Request>
Render every line of the listing below as a JSON list of strings, one string per line, and leave out any blank lines.
== Records to use ==
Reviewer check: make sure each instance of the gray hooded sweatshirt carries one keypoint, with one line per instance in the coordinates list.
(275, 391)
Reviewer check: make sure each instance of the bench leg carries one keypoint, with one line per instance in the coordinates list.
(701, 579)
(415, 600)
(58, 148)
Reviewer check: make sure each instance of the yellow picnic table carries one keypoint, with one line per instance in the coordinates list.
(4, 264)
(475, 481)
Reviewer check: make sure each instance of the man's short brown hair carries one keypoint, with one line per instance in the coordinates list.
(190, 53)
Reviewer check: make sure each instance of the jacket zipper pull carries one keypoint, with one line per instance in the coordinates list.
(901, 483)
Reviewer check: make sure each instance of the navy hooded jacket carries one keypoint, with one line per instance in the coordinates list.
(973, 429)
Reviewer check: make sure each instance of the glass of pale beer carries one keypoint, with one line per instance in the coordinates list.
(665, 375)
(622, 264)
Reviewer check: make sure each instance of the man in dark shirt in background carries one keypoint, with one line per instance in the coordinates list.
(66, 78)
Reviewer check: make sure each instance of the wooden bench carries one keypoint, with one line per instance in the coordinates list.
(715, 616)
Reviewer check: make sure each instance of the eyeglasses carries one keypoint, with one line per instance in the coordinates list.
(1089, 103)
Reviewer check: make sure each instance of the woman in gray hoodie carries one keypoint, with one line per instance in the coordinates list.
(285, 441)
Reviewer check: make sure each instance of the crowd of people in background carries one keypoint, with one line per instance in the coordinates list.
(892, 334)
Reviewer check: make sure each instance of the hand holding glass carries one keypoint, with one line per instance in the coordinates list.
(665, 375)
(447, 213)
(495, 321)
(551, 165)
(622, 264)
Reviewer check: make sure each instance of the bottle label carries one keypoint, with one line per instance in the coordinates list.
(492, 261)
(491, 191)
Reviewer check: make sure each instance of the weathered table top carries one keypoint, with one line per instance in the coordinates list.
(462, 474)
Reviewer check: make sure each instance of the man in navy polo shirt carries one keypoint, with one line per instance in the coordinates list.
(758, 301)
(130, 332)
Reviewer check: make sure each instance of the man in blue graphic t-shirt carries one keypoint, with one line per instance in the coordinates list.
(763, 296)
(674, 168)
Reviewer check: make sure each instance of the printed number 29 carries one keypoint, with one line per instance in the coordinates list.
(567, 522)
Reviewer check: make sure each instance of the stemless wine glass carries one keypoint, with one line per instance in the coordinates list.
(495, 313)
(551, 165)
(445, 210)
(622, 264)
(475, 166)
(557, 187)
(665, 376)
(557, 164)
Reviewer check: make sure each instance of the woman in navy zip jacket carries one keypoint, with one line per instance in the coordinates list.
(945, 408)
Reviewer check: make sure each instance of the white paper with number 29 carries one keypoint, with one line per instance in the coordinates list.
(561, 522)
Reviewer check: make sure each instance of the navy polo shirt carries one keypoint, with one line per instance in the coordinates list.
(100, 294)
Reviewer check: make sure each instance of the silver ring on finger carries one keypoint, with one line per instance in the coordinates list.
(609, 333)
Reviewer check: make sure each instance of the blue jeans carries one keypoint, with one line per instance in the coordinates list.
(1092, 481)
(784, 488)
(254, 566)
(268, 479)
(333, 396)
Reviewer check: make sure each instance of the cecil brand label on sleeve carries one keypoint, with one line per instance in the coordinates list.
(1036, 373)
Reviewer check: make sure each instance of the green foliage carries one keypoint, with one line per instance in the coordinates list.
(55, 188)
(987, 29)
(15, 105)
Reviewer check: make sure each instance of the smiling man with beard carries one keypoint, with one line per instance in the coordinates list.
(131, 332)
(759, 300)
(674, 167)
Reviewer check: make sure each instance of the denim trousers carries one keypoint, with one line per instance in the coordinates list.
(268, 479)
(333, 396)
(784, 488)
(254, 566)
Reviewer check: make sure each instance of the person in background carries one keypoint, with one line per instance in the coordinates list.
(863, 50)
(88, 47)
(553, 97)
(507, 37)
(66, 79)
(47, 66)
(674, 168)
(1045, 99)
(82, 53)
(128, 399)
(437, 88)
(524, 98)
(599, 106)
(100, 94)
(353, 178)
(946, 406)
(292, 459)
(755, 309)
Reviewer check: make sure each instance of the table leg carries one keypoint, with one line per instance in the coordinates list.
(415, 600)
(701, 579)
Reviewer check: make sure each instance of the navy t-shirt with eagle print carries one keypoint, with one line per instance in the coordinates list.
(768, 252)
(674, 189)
===
Worked solution>
[
  "Reviewer check: make sure each instance of the gray hooded sweatshirt carries one keypoint, with one line per instance in the coordinates list.",
  "(275, 391)",
  "Reviewer check: make sure each instance of the bench leg carries one keypoint, with one line per instance in the coordinates list.",
  "(701, 579)",
  "(415, 600)",
  "(58, 148)",
  "Reviewer check: make sure each instance of the yellow picnic table carries one keypoint, with one line per instance in the coordinates list.",
  "(4, 264)",
  "(475, 481)",
  "Reviewer check: make sure each instance of the man's short brown hair carries one keypoint, with one line per instance in the coordinates list.",
  "(190, 53)",
  "Reviewer check: make sure each instance of the jacket zipper pull carries one keypoint, with one line per instance in the coordinates list.",
  "(901, 483)",
  "Reviewer check: make sure each instance of the navy hooded jacket carries one keypoint, with one line per instance in the coordinates list.",
  "(973, 429)",
  "Reviewer check: make sure each instance of the glass of pale beer carries one keypoint, with one line per instance in the coordinates list.",
  "(665, 375)",
  "(622, 264)",
  "Reviewer check: make sure each instance of the man in dark shirt in background carries one keypoint, with one line per instance in the coordinates list.",
  "(66, 78)",
  "Reviewer check: make sure each instance of the wooden bench carries one keypoint, with one line per instance in the coordinates list.",
  "(715, 616)",
  "Reviewer check: make sure each instance of the eyeglasses carries one keypoint, with one line per instance in the coordinates list.",
  "(1089, 103)",
  "Reviewer check: make sure each instance of the woman in gray hoodie carries one keypoint, with one line per instance in the coordinates list.",
  "(285, 441)",
  "Reviewer check: make sure each instance of the crowd of people in background carries one keypoint, with one line per instance in the coordinates list.",
  "(892, 334)",
  "Reviewer check: make sure each instance of the hand holding glass carries one keypoint, with one line per instance in the coordinates list.",
  "(665, 375)",
  "(447, 213)",
  "(495, 321)",
  "(551, 165)",
  "(622, 264)",
  "Reviewer check: make sure each instance of the bottle label carries one keypoint, with one line per instance in the coordinates list.",
  "(492, 261)",
  "(491, 191)",
  "Reviewer check: make sure each instance of the weathered table top carries one keypoint, with one line per instance in the coordinates list.",
  "(462, 474)",
  "Reviewer check: make sure each instance of the man in navy polo shirt carries one keypoint, with one line per instance in the coordinates list.",
  "(758, 301)",
  "(130, 332)",
  "Reviewer check: make sure each instance of the man in blue graphic t-shirt carries one keypoint, with one line per instance in the coordinates list.",
  "(763, 296)",
  "(674, 168)",
  "Reviewer check: make sure each instance of the printed number 29 carries one keypoint, with one line per instance in the coordinates list.",
  "(567, 522)",
  "Reviewer check: make sure each instance of the stemless wine glass carries one keypoint, with one line per instance in the coordinates list.",
  "(495, 313)",
  "(551, 165)",
  "(445, 210)",
  "(622, 264)",
  "(475, 166)",
  "(557, 187)",
  "(665, 376)",
  "(557, 164)",
  "Reviewer check: make sure each instance of the woman in navy zip jacket carries one keypoint, with one line per instance in the coordinates list.",
  "(945, 408)",
  "Reviewer check: make sure each instance of the white paper with number 29 carries one keypoint, with one line per instance in the coordinates list.",
  "(561, 522)",
  "Reviewer check: make sure each instance of the navy polo shirt carries one keypoint, with one line per instance in the coordinates list.",
  "(100, 294)",
  "Reviewer check: make sure each instance of the silver ring on finger carries one keypoint, with one line per instance in the coordinates list.",
  "(609, 333)",
  "Reviewer check: make sure each instance of the blue jeans carries one keypoint, with one line per instance in the coordinates list.",
  "(1092, 481)",
  "(784, 488)",
  "(254, 566)",
  "(268, 479)",
  "(333, 396)",
  "Reviewer check: make sure each instance of the cecil brand label on sleeve carries one keypoint, with one line per instance in the coordinates list.",
  "(1036, 373)",
  "Reviewer check: make sure each instance of the green foliage carries one keypoint, with one line per instance in the coordinates list.",
  "(55, 188)",
  "(987, 29)",
  "(15, 105)",
  "Reviewer check: make sure each instance of the smiling man with beard carries one keypoint, with one line per instance in the coordinates list.",
  "(131, 332)",
  "(759, 300)",
  "(674, 167)",
  "Reviewer check: make sure each instance of the denim trousers carries one keypoint, with one line per instance in the coordinates list.",
  "(268, 479)",
  "(333, 396)",
  "(784, 488)",
  "(254, 566)",
  "Reviewer check: make sure each instance of the person in background carries one keypoint, with one line per instance in the coordinates list.",
  "(863, 50)",
  "(88, 47)",
  "(553, 97)",
  "(507, 37)",
  "(66, 79)",
  "(47, 66)",
  "(674, 168)",
  "(1045, 99)",
  "(82, 53)",
  "(128, 399)",
  "(437, 88)",
  "(524, 98)",
  "(599, 106)",
  "(100, 94)",
  "(353, 178)",
  "(946, 406)",
  "(292, 459)",
  "(755, 309)",
  "Reviewer check: make sure each instance of the table leg carries one keypoint, with one line per instance in the coordinates list.",
  "(415, 600)",
  "(701, 579)",
  "Reviewer check: make sure each instance of the navy t-shirt with eagle print carries one keypoint, with one line per instance in the coordinates list.",
  "(768, 252)",
  "(674, 189)"
]